What is being asked: Among the entries below, which lines include the string "target"? Show each one.
[Provided records]
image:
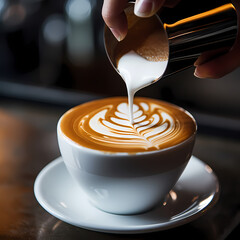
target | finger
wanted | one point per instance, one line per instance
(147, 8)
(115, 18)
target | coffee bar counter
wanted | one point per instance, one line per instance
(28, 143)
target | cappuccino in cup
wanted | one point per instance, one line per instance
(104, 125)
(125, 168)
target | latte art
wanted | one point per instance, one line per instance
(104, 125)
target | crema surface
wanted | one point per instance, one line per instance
[/Provided records]
[Provided records]
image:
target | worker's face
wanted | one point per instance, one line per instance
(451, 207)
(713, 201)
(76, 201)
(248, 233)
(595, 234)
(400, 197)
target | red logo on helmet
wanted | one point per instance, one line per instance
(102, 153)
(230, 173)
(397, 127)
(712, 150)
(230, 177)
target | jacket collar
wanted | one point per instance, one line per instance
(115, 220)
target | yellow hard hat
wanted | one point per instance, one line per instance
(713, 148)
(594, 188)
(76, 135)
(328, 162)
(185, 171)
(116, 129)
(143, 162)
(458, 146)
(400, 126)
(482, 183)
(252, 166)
[/Provided records]
Reply to the task:
target | finger
target | coffee bar counter
target | cappuccino in cup
target | latte art
target | crema surface
target | worker's face
target | red logo on helmet
target | jacket collar
target | yellow hard hat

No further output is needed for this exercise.